Put every line from the rows below into a Markdown table with the columns No. and Line, numbering each line and leaving out blank lines. Leave the pictures out of the answer.

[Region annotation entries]
* begin *

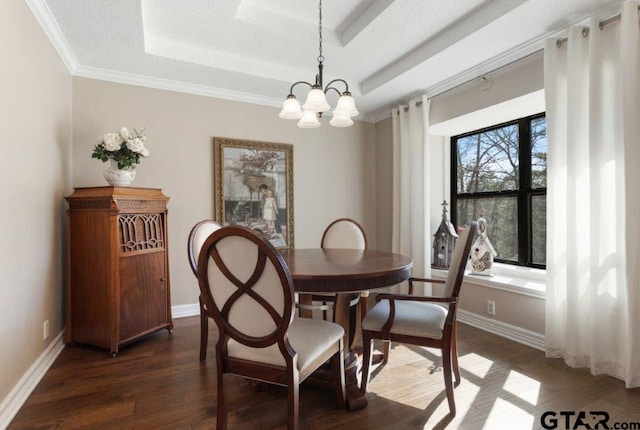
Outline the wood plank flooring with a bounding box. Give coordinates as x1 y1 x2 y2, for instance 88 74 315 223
8 317 640 430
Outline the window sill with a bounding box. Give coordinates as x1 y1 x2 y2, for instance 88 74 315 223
431 263 547 299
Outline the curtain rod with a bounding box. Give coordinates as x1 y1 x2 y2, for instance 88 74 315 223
556 6 640 48
429 49 543 99
391 49 544 115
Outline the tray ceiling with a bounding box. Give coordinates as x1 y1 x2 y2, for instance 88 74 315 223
36 0 622 121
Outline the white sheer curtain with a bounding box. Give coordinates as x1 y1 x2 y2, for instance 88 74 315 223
544 1 640 388
392 96 431 288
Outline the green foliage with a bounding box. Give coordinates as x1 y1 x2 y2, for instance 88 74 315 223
91 127 149 169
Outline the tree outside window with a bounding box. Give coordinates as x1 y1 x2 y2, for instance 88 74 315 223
451 114 547 267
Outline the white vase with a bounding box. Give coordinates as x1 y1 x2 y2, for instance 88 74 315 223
103 160 136 187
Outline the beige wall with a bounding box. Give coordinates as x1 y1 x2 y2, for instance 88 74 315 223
375 55 544 334
0 0 71 406
73 78 376 306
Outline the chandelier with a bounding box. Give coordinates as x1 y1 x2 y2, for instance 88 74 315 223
278 0 358 128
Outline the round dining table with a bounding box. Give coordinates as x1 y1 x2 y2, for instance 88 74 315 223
281 248 413 411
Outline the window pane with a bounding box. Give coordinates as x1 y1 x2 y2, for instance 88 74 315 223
531 118 547 188
531 196 547 264
456 124 519 193
456 197 518 263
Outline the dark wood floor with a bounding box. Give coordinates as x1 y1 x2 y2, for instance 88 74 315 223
9 317 640 430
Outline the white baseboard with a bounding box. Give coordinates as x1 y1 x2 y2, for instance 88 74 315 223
0 303 200 429
171 303 200 318
458 309 545 351
0 303 545 429
0 330 65 429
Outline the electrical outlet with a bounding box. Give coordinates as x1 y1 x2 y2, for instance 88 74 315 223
487 300 496 315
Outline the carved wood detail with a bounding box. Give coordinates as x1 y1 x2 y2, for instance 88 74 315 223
118 214 164 252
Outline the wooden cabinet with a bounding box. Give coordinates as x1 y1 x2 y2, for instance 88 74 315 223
65 187 173 355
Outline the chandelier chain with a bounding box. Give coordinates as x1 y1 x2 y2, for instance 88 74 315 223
318 0 324 63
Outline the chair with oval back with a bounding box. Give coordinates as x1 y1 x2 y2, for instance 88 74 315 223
361 222 477 416
187 219 222 361
297 218 369 320
198 226 346 430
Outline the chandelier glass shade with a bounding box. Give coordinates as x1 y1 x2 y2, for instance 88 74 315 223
278 0 358 128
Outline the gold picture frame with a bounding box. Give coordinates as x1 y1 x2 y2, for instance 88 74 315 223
213 137 294 249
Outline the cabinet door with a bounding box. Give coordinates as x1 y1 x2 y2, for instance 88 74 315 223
120 250 168 342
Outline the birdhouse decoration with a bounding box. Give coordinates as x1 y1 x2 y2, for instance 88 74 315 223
431 200 458 269
471 218 498 276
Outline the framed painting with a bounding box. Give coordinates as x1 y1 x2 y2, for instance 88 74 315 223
213 137 294 249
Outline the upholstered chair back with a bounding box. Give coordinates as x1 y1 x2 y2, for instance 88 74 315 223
187 219 222 276
198 226 294 350
320 218 367 249
444 222 477 297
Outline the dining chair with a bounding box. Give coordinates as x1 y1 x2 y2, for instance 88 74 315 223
360 222 477 416
297 218 369 320
198 226 346 429
187 219 222 361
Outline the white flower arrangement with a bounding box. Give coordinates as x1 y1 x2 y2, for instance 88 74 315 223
91 127 150 169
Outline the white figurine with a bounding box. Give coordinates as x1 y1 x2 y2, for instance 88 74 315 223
471 218 498 276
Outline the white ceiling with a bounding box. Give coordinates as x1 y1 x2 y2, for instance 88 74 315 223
32 0 622 121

* end *

## Response
| No. | Line |
|---|---|
| 1 | Outline the wood plank flooring with a bounding box. Give coordinates as x1 y1 x2 y2, for instance 88 74 315 223 |
| 2 | 8 317 640 430 |
| 3 | Outline the window sill with a bounding box. Give coordinates as x1 y1 x2 y2, for instance 88 74 315 223 |
| 4 | 431 263 547 299 |
| 5 | Outline the curtain rod with a bounding box. Give coordinates as x1 y1 x2 y2, for instance 88 74 315 223 |
| 6 | 556 6 640 48 |
| 7 | 429 49 543 99 |
| 8 | 391 49 544 115 |
| 9 | Outline the tray ceiling with a bounding box. Give coordinates as x1 y1 x2 y2, for instance 88 74 315 223 |
| 10 | 36 0 622 121 |
| 11 | Outline the white sheer curtain with a bounding box. Give coordinates as x1 y1 x2 y2, for instance 88 74 315 223 |
| 12 | 544 1 640 388 |
| 13 | 392 96 431 288 |
| 14 | Outline the green foliage with a bounding box. Give coordinates as x1 y1 x2 y2, for instance 88 74 315 223 |
| 15 | 91 127 149 169 |
| 16 | Outline the tree outside window with a bounding box. Give coordinates as x1 y1 x2 y2, for instance 88 74 315 223 |
| 17 | 451 114 547 267 |
| 18 | Outline the white vase with a bounding box. Give coordinates as x1 y1 x2 y2, for instance 88 74 315 223 |
| 19 | 103 160 136 187 |
| 20 | Outline the beige wall with a bounding box. Give coordinates as x1 y1 x2 y2, for instance 88 74 315 223 |
| 21 | 375 55 544 334 |
| 22 | 0 0 71 406 |
| 23 | 73 78 376 306 |
| 24 | Outline the chandelier with a bounding box. Give coordinates as x1 y1 x2 y2, for instance 88 74 315 223 |
| 25 | 278 0 358 128 |
| 26 | Outline the round dining table with a bounding box. Give coordinates as x1 y1 x2 y2, for instance 88 74 315 223 |
| 27 | 281 248 413 411 |
| 28 | Outline the window pane with a bounding box. Give coordinates as x1 y1 x2 y2, for instance 88 74 315 223 |
| 29 | 531 118 547 188 |
| 30 | 531 196 547 264 |
| 31 | 456 124 519 193 |
| 32 | 456 197 518 263 |
| 33 | Outline the dark wood floor with a bounding box. Give coordinates as x1 y1 x2 y2, for instance 88 74 315 223 |
| 34 | 9 317 640 430 |
| 35 | Outline the white baseboard with a bounding box. Give coordinates as x1 y1 x2 y2, for instance 88 74 315 223 |
| 36 | 0 303 200 429 |
| 37 | 171 303 200 318 |
| 38 | 458 309 545 351 |
| 39 | 0 303 545 429 |
| 40 | 0 330 65 429 |
| 41 | Outline the electrical outlet with a bounding box. Give coordinates as x1 y1 x2 y2, for instance 88 74 315 223 |
| 42 | 487 300 496 315 |
| 43 | Outline the carved wood detail with a bounding box. Give coordinates as x1 y1 x2 y2, for instance 88 74 315 223 |
| 44 | 118 214 164 252 |
| 45 | Outline the wooden cabinet with a bounding box. Give coordinates as x1 y1 x2 y2, for instance 88 74 315 223 |
| 46 | 65 187 173 355 |
| 47 | Outline the chandelier chain with a bounding box. Give coordinates as x1 y1 x2 y2, for instance 88 74 315 223 |
| 48 | 318 0 324 63 |
| 49 | Outline the chair with oval back with a bounding box. Give coordinates as x1 y1 x2 y2, for instance 88 74 315 223 |
| 50 | 361 222 477 416 |
| 51 | 187 219 222 361 |
| 52 | 297 218 369 320 |
| 53 | 198 226 346 430 |
| 54 | Outline the chandelier glass shade with a bounding box. Give coordinates as x1 y1 x2 y2, for instance 88 74 315 223 |
| 55 | 278 0 358 128 |
| 56 | Outline the gold picture frame with a bounding box. Give coordinates as x1 y1 x2 y2, for instance 88 74 315 223 |
| 57 | 213 137 294 249 |
| 58 | Outline the cabinet door with a bounding box. Give coordinates as x1 y1 x2 y2, for instance 88 74 315 223 |
| 59 | 120 250 168 342 |
| 60 | Outline the birdhouse decoration with a bounding box. Give coordinates as x1 y1 x2 y2, for instance 88 74 315 223 |
| 61 | 431 200 458 269 |
| 62 | 471 218 498 276 |
| 63 | Outline the framed painting with a bounding box. Give coordinates as x1 y1 x2 y2, for instance 88 74 315 223 |
| 64 | 213 137 294 249 |
| 65 | Outline the upholstered chair back with a bounding box. Give coordinates as x1 y1 x2 y2, for instance 88 74 315 223 |
| 66 | 187 219 222 276 |
| 67 | 198 226 294 350 |
| 68 | 320 218 367 249 |
| 69 | 444 222 477 297 |
| 70 | Outline the dining chair with a bounding box. Give coordinates as x1 y1 x2 y2, for instance 88 74 315 223 |
| 71 | 360 222 477 416 |
| 72 | 297 218 369 320 |
| 73 | 198 226 346 429 |
| 74 | 187 219 222 361 |
| 75 | Outline the white flower arrangement with a bounding box. Give coordinates as x1 y1 x2 y2, for instance 88 74 315 223 |
| 76 | 91 127 150 169 |
| 77 | Outline the white figurine with a bounding box. Give coordinates as x1 y1 x2 y2, for instance 88 74 315 223 |
| 78 | 471 218 498 276 |
| 79 | Outline the white ceiling with a bounding box. Give coordinates as x1 y1 x2 y2, for instance 88 74 315 223 |
| 80 | 32 0 622 121 |